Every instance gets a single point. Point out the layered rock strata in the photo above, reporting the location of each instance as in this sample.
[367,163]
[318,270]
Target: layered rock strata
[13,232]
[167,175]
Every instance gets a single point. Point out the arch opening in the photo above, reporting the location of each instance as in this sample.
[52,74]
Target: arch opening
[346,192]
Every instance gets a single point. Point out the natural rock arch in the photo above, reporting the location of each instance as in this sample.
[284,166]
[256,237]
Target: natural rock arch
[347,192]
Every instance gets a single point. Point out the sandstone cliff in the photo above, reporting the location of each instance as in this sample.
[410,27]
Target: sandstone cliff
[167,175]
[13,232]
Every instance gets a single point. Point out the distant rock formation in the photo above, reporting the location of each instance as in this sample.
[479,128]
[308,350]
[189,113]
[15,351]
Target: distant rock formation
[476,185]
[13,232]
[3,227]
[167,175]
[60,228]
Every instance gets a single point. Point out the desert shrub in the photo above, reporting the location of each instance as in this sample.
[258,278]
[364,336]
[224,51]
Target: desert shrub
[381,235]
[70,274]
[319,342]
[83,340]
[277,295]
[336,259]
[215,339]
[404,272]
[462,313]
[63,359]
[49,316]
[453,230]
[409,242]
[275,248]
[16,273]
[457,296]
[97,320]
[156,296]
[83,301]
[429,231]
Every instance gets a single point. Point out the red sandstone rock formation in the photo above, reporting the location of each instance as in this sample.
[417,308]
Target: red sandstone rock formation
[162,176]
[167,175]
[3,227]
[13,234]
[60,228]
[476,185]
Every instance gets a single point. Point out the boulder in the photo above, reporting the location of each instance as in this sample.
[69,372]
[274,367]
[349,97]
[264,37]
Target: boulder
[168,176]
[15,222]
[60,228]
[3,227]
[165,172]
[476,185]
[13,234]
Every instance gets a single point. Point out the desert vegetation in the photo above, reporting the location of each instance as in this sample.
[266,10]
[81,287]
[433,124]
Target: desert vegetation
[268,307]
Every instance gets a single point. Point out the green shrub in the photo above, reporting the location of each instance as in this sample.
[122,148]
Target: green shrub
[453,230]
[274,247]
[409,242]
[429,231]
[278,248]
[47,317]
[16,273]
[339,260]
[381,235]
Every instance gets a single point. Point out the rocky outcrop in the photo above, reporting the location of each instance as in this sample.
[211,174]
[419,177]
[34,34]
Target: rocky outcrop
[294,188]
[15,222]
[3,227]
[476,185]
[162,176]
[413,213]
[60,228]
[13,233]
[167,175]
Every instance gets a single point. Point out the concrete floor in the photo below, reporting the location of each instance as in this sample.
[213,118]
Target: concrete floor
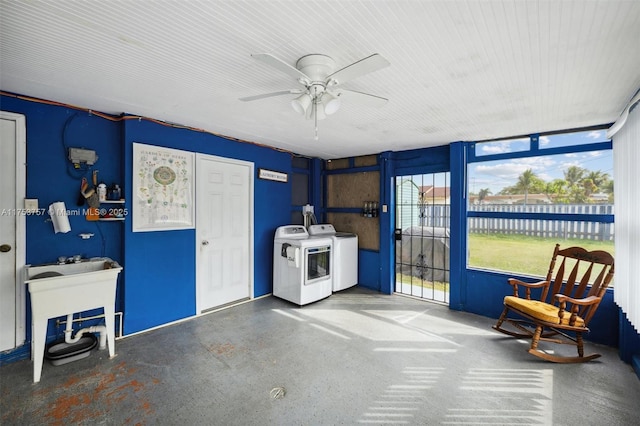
[358,357]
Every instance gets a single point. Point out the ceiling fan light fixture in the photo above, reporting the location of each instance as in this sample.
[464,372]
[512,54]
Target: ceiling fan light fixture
[316,112]
[301,103]
[330,103]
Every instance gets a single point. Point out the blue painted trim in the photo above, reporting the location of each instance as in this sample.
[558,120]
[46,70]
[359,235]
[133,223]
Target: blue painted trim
[458,227]
[387,225]
[537,151]
[353,170]
[635,363]
[602,218]
[17,354]
[344,210]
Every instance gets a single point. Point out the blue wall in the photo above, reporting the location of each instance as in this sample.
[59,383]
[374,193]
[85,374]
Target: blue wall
[158,281]
[160,266]
[51,177]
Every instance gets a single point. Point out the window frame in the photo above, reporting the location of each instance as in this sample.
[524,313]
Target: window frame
[534,151]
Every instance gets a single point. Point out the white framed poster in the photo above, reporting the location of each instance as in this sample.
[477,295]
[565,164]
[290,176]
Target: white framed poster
[163,189]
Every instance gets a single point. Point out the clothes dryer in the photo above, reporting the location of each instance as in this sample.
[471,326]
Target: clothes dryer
[345,254]
[302,266]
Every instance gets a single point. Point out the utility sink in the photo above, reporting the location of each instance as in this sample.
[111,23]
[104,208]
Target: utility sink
[61,289]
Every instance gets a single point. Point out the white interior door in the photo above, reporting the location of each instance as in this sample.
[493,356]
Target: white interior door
[12,253]
[224,231]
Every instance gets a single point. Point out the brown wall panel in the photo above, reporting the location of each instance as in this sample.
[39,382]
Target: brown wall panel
[367,229]
[352,189]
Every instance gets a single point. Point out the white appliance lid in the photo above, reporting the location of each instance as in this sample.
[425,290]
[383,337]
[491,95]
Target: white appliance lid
[292,231]
[322,229]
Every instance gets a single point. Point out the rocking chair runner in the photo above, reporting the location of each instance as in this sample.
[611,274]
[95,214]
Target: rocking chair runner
[566,305]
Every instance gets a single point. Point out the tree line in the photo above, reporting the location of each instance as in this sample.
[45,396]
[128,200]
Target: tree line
[576,188]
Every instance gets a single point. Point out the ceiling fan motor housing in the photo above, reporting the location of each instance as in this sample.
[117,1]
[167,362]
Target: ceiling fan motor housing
[317,67]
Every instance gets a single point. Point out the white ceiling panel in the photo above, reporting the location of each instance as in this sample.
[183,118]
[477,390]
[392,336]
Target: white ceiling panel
[460,70]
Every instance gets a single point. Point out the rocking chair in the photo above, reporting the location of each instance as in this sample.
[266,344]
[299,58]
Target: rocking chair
[566,306]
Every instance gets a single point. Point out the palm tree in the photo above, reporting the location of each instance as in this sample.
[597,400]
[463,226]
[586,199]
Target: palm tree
[555,190]
[598,178]
[573,175]
[525,181]
[483,194]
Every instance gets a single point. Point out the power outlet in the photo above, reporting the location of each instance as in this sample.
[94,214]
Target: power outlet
[31,205]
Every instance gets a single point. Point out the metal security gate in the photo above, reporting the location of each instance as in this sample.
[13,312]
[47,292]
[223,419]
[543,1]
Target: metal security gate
[422,236]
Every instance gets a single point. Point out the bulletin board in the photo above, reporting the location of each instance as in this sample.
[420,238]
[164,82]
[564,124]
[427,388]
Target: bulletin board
[163,189]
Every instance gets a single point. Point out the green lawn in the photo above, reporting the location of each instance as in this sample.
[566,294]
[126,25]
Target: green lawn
[518,253]
[512,253]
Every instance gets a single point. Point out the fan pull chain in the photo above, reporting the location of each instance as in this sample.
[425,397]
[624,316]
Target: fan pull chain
[315,111]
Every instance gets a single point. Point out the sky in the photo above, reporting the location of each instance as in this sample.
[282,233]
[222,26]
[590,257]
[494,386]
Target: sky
[497,175]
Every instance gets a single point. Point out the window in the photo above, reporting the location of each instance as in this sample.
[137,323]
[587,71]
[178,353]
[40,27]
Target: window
[559,190]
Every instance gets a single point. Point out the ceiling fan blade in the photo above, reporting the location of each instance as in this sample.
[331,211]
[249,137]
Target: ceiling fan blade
[364,98]
[363,66]
[280,65]
[269,95]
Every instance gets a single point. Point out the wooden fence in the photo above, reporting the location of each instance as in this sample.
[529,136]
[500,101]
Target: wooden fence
[438,216]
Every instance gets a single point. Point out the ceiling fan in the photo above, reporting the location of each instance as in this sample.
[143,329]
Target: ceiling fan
[321,88]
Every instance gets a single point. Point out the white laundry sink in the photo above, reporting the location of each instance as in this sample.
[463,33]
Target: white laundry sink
[61,289]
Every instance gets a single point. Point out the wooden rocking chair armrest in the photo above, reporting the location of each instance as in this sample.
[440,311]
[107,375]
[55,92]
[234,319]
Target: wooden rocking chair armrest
[582,302]
[528,286]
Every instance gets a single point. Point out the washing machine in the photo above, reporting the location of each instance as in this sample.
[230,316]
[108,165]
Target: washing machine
[345,254]
[301,265]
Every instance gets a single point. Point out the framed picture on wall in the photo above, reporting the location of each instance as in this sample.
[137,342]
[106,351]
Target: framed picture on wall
[163,189]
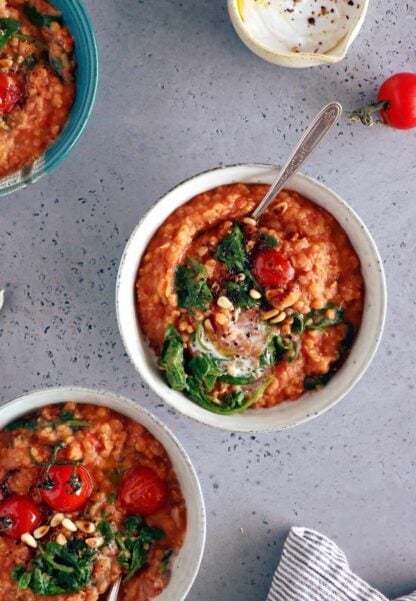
***
Repeat the material verbatim but without any of its pictures.

*SOLUTION TO THIS EXERCISE*:
Every instance gets a single point. Point out the layered rock strata in the photo above, reporting the location of each instance as in this sample.
[367,163]
[318,270]
Target: layered rock strata
[13,232]
[167,175]
Every instance gets a single point. Point out the arch opening in the photo above, reporting the location of each instance as in this sample.
[52,74]
Target: arch opening
[346,192]
Every instance gets a single point. Point out the natural rock arch in the photo above, reporting the location of each instance as in this sample.
[284,166]
[256,237]
Target: natural rock arch
[347,192]
Every instance gets a single point. Point out the sandstone cliff in the photo above, reporting the location of each instance as in this sample.
[410,27]
Target: sandstone cliff
[167,175]
[13,232]
Every instance gets a single point. Point out the distant rock formation in the photo above, reporting the location of each instance as in this sample.
[479,128]
[308,350]
[189,113]
[15,351]
Target: distant rock formation
[476,185]
[13,232]
[3,227]
[167,175]
[60,228]
Every instance gets a single point. Point out the desert shrub in the photo above, reporting the location of each instance as in this sample.
[258,278]
[364,336]
[224,51]
Target: desert shrub
[381,235]
[70,274]
[319,342]
[83,340]
[277,295]
[336,259]
[215,339]
[404,272]
[462,313]
[63,359]
[49,316]
[453,230]
[409,242]
[275,248]
[16,273]
[457,296]
[97,320]
[156,296]
[83,301]
[429,231]
Every instance gets a single point. Point out the red sandstone rock formation in the photo above, reporting the location of each instance as in this sample.
[417,308]
Target: red sandstone rock formation
[162,176]
[167,175]
[3,227]
[13,234]
[60,228]
[476,185]
Every instance gets a single point. Point out the boulder in the photo above, reporting the location of each instance as in this sample.
[69,372]
[274,367]
[349,97]
[264,37]
Target: boulder
[168,176]
[15,222]
[60,228]
[3,227]
[165,172]
[476,185]
[13,234]
Every instance gets a single point. Point out the desert vegetation in the photo above, reporting the location of each instance as in this sample.
[266,10]
[81,287]
[433,124]
Target: desert vegetation
[268,307]
Every instance gets a single point. Point out the green shrub in the photo above, reporting the location of each instance as in this sample.
[122,148]
Target: green shrub
[453,230]
[274,247]
[409,242]
[429,231]
[278,248]
[47,317]
[16,273]
[339,260]
[381,235]
Every instance gets a single point. Point out the rocky outcrop in the photo above, reporting the location of each instance as in this sample.
[211,174]
[419,177]
[34,34]
Target: rocky outcrop
[294,188]
[15,222]
[3,227]
[476,185]
[162,176]
[413,213]
[60,228]
[13,233]
[167,175]
Every instance gets a single point. Point out the concrete floor in the photo below, reporting the location of each instance as in this sample.
[213,118]
Target: concrete floor
[358,357]
Every instance gets a single point. Point out the ceiling fan light fixture in the photo above, reporting the location of each instance as in this sample.
[464,372]
[512,54]
Target: ceiling fan light fixture
[316,112]
[301,103]
[330,103]
Every instance gets a single point. Point out the blue painted trim in the photo above, reporting the location of each instance as in this sample.
[558,120]
[46,70]
[359,235]
[133,223]
Target: blue painted trim
[458,227]
[387,225]
[537,151]
[353,170]
[635,363]
[602,218]
[17,354]
[344,210]
Every instance gets a single point. Point out the blue wall in the photo above, reporting the location of each instance as in this sample.
[59,383]
[374,193]
[85,374]
Target: blue wall
[158,281]
[160,266]
[51,177]
Every instance gets a single point. Point out the window frame in the photo above, reporting the location of each instance as in this sample.
[524,313]
Target: window frame
[534,151]
Every instance gets a single point. Point out the white framed poster in the photo above, reporting the location of each instance as in this sample.
[477,295]
[565,164]
[290,176]
Target: white framed poster
[163,189]
Every instance gets a single point. Point out the clothes dryer in the photo above, reporting the location of each instance as in this sample.
[471,326]
Target: clothes dryer
[345,254]
[302,266]
Every instance gets a single point. Point out the utility sink in the photo above, reporting the location of each instance as in this sample.
[111,23]
[104,208]
Target: utility sink
[61,289]
Every instance gets a single point. Point out the white interior door in the photo above, reporting the location of each instance as in this sample.
[493,356]
Target: white interior door
[12,253]
[224,231]
Every instance gets a single point. Point out the brown wall panel in the photo above, reporting the location of each instance as in this sample.
[39,382]
Target: brown wall panel
[367,229]
[352,189]
Every instance gets a single point. Point out the white appliance lid in the photo above, reporting the location of each instance as in this sample.
[425,290]
[383,337]
[491,95]
Target: white appliance lid
[292,231]
[322,229]
Every instance gets a single point. Point out the rocking chair runner in the photo above, reporting the location of each instance as in this sample.
[611,274]
[95,214]
Target: rocking chair runner
[566,305]
Every instance gets a single point. Point out the tree line in the photo above, reporting the location of each instance as in this sample.
[45,396]
[128,200]
Target: tree line
[576,188]
Every instance gets a single point. Point out the ceiling fan motor housing in the photo above, reporting the location of each instance as in this sample.
[117,1]
[167,362]
Target: ceiling fan motor housing
[317,67]
Every instance gets a single point. Point out the white ceiling panel in the photo above, reporting the location of each instance as in this sample.
[183,118]
[477,390]
[392,336]
Target: white ceiling panel
[460,70]
Every instance gets a single point. Point out the rocking chair in the photo above, reporting the location of each instance as in this sample.
[266,344]
[299,58]
Target: rocking chair
[566,306]
Every instance gets a single point. Point out the palm tree in the photo above, reporting the location of each instance as in this sample.
[597,400]
[463,226]
[586,199]
Target: palm tree
[555,190]
[598,178]
[573,175]
[525,181]
[483,194]
Every instance gets a single point. Point out the power outlet in the photo above, reporting the location of each instance as in this sample.
[94,214]
Target: power outlet
[31,205]
Every instance gets a single point. Point out the metal security gate in the photo above, reporting the location of each instance as in this sample.
[13,312]
[47,292]
[223,419]
[543,1]
Target: metal security gate
[422,236]
Every instance gets a single point. Point out the bulletin board in the photo above, reporting the location of each instance as in this sample.
[420,238]
[164,82]
[564,124]
[427,388]
Target: bulletin board
[163,189]
Every instance gets a single point. Point out the green lawn in the photo above, reporting the location of each instance as in this sample.
[566,294]
[126,25]
Target: green lawn
[518,253]
[512,253]
Every instance gets a single point. Point out the fan pull chain in the photo above, reporting the location of each instance as in this sample.
[425,397]
[624,316]
Target: fan pull chain
[315,111]
Every instance gets a single point. Point out the sky in the photo above, reporting the location of each instance as in this sample.
[282,233]
[222,26]
[590,257]
[494,386]
Target: sky
[497,175]
Every instance gets a single point. Point out the window in the photo above, reporting the location of each instance as in this sample.
[137,323]
[587,71]
[178,353]
[40,27]
Target: window
[559,190]
Every instance gets a single point. Point out the ceiling fan blade in the photo above, reporting the location of each instance as in this sample.
[331,211]
[249,137]
Target: ceiling fan blade
[364,98]
[363,66]
[280,65]
[269,95]
Every instance gets a single point. Point out the wooden fence in the photo above, reporting the location of each instance as in this sample.
[529,136]
[500,101]
Target: wooden fence
[438,216]
Every instance gets a single point. Point out the ceiling fan in the photo above, reporting the location of each instance as in this sample.
[143,329]
Target: ceiling fan
[321,88]
Every instance gets a single point. Point out the white laundry sink in the photo above, reporting the location of each instance as in this sample.
[463,33]
Target: white laundry sink
[61,289]
Every instance gets a single point. Point out the wooden rocking chair armrest in the photo above, reporting the location of each instance as in this sample.
[440,311]
[107,375]
[55,92]
[234,319]
Target: wooden rocking chair armrest
[582,302]
[528,286]
Every instance gets a single point. Point out the washing machine in the photo above, reporting the location of each instance as in this sample.
[230,316]
[108,165]
Target: washing machine
[345,254]
[301,265]
Every instance gets a single point. Point out the framed picture on wall in the photo above, reporting the location of each instance as in this sample.
[137,342]
[106,351]
Target: framed picture on wall
[163,189]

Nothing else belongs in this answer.